* [Selected text]:
Daniel Sandford, M.A., D.D. (1766 – 14 January 1830) was an Irish-born Anglican clergyman who served in the Scottish Episcopal Church as the Bishop of Edinburgh from 1806 until 1830.

==Life==
Sandford was born in 1766 at Delville House, Glasnevin, near Dublin, Ireland, the son of Reverend Daniel Sandford and Sarah Chapone. He was a great grandson of Francis Sandford. His mother Sarah was the goddaughter of Mary Delany and left Daniel a legacy in her will.

In 1792, he became minister of a Qualified Episcopal congregation in Edinburgh, for whom the Charlotte Chapel, Edinburgh was built in 1797. This congregation eventually became St John's Episcopal Church, a congregation of the Diocese of Edinburgh. At this period he was living at the newly built house at 22 South Frederick Street in Edinburgh's New Town.

He graduated from Oxford University in 1802 with a Doctor of Divinity (D.D). Together with his congregation, he joined the Episcopal Church of Scotland in 1803, and was ordained bishop of Edinburgh in 1806. He remained Rector of St John's and Bishop of Edinburgh congruently until his death.

* [Work instructions]:
1. In the biography of Daniel Sandford, in what year was the Charlotte Chapel in Edinburgh built?
2. Return the passage of the Sandford biography, copied word for word, from "Daniel Sandford, M.A., D.D." down to "Edinburgh's New Town.".
3. List every distinct year mentioned in the Sandford biography, in chronological order.
The rows that come next are drawn from a separate source.

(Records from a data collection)
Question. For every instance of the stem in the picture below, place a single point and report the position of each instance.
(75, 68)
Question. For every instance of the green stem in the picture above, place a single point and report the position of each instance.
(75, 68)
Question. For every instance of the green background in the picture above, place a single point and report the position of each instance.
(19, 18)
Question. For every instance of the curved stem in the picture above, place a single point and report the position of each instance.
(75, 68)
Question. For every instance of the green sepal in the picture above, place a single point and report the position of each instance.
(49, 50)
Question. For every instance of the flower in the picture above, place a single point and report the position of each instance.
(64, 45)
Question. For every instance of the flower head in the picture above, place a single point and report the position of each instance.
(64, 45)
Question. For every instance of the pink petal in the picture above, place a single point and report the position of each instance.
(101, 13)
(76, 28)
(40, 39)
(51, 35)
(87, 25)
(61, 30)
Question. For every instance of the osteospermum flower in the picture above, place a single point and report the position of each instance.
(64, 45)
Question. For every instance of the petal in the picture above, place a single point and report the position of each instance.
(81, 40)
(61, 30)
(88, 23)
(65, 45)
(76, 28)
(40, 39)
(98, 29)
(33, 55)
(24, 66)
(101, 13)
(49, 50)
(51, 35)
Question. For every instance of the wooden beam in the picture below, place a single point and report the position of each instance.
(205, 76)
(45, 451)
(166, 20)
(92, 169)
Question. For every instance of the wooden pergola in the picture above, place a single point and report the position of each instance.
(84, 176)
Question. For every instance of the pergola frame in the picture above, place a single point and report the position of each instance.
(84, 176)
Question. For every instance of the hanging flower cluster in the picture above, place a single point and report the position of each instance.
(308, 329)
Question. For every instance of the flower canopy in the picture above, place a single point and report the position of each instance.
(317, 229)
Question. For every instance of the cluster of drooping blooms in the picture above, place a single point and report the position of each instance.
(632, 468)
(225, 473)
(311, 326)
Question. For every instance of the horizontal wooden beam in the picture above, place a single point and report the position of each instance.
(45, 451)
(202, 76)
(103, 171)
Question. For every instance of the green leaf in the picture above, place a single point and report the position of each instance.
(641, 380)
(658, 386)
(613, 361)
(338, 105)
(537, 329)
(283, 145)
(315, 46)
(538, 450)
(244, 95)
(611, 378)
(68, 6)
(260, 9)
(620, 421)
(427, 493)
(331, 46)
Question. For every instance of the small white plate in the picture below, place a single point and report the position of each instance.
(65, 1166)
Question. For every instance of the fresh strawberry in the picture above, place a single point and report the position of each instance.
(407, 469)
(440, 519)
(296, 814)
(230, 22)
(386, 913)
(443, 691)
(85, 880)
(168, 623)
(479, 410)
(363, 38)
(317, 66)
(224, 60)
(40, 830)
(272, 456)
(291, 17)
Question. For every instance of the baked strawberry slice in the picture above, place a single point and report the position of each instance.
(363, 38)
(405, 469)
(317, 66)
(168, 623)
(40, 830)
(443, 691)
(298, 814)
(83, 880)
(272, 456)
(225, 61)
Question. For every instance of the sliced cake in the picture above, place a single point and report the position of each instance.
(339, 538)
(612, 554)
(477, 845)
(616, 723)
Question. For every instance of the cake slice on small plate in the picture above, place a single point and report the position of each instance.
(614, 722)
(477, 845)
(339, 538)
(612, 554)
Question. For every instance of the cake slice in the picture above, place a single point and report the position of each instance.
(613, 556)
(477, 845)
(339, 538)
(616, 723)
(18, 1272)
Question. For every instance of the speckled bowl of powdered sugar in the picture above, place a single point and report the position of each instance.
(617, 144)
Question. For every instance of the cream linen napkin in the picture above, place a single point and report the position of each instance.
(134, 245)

* [Written responses]:
1. 1797

2.
Daniel Sandford, M.A., D.D. (1766 – 14 January 1830) was an Irish-born Anglican clergyman who served in the Scottish Episcopal Church as the Bishop of Edinburgh from 1806 until 1830.

==Life==
Sandford was born in 1766 at Delville House, Glasnevin, near Dublin, Ireland, the son of Reverend Daniel Sandford and Sarah Chapone. He was a great grandson of Francis Sandford. His mother Sarah was the goddaughter of Mary Delany and left Daniel a legacy in her will.

In 1792, he became minister of a Qualified Episcopal congregation in Edinburgh, for whom the Charlotte Chapel, Edinburgh was built in 1797. This congregation eventually became St John's Episcopal Church, a congregation of the Diocese of Edinburgh. At this period he was living at the newly built house at 22 South Frederick Street in Edinburgh's New Town.

3. 1766, 1792, 1797, 1802, 1803, 1806, 1830